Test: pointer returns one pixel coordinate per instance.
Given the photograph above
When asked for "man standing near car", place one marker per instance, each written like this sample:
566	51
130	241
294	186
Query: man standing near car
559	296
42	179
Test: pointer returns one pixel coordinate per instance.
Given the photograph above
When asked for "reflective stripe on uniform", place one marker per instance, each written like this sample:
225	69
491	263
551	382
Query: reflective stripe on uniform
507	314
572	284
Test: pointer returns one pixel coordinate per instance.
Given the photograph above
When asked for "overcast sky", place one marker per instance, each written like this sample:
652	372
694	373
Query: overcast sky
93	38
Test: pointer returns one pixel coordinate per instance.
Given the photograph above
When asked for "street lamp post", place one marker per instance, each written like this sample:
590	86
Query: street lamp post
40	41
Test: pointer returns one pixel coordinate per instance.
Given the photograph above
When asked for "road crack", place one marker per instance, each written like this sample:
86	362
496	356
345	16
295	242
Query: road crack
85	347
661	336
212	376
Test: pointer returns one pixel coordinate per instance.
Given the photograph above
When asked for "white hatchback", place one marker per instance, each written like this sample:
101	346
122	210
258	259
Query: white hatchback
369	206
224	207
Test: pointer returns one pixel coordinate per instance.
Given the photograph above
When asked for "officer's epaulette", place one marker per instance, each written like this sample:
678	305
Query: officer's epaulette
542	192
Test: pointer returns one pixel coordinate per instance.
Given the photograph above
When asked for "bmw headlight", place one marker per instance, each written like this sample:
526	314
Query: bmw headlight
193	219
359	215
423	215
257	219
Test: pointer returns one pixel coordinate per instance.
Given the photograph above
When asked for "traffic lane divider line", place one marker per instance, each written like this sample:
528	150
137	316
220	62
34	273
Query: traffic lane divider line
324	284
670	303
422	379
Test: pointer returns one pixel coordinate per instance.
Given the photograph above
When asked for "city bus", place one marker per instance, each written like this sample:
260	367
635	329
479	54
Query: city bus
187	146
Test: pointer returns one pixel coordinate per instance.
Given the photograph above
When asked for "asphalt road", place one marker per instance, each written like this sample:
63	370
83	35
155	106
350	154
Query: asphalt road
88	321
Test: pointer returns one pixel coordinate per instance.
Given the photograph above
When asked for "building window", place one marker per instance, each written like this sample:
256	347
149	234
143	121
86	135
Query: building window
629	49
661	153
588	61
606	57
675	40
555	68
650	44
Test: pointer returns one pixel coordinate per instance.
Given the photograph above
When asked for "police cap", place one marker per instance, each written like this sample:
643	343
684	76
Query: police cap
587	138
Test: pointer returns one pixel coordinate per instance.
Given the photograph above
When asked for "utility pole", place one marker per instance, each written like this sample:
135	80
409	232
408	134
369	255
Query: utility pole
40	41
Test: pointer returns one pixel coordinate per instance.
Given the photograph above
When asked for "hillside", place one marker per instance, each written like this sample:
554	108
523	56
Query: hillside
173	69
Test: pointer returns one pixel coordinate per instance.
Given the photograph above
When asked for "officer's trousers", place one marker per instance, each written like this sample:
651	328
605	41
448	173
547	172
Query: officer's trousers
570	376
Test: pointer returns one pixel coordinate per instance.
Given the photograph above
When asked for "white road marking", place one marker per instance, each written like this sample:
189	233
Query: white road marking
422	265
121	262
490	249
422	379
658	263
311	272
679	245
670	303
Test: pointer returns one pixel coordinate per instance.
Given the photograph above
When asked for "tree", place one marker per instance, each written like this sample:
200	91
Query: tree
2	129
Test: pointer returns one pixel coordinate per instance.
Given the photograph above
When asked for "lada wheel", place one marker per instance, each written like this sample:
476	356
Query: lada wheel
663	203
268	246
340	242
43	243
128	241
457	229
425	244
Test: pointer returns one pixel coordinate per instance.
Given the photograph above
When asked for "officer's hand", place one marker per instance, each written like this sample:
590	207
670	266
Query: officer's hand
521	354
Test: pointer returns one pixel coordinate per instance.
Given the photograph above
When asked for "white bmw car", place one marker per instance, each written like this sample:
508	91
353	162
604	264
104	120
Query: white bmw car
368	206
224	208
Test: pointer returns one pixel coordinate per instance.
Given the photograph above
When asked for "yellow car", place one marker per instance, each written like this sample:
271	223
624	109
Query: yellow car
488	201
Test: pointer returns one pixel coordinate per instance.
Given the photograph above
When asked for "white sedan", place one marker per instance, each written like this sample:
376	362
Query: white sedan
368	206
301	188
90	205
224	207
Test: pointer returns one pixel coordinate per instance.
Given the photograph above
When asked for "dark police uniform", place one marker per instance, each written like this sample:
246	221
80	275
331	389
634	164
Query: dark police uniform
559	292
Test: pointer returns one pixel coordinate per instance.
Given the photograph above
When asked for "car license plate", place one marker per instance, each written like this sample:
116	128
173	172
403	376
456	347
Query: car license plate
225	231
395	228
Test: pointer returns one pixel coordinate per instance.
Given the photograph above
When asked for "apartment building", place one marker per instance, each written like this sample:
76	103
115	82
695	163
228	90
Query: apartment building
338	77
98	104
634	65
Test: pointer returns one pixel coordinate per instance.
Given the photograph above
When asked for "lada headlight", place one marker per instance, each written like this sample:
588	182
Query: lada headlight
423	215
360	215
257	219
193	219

▬▬▬▬▬▬

:: What to produce ::
State only the number of lines in the rows above that contain the word "trousers".

:: Result below ::
2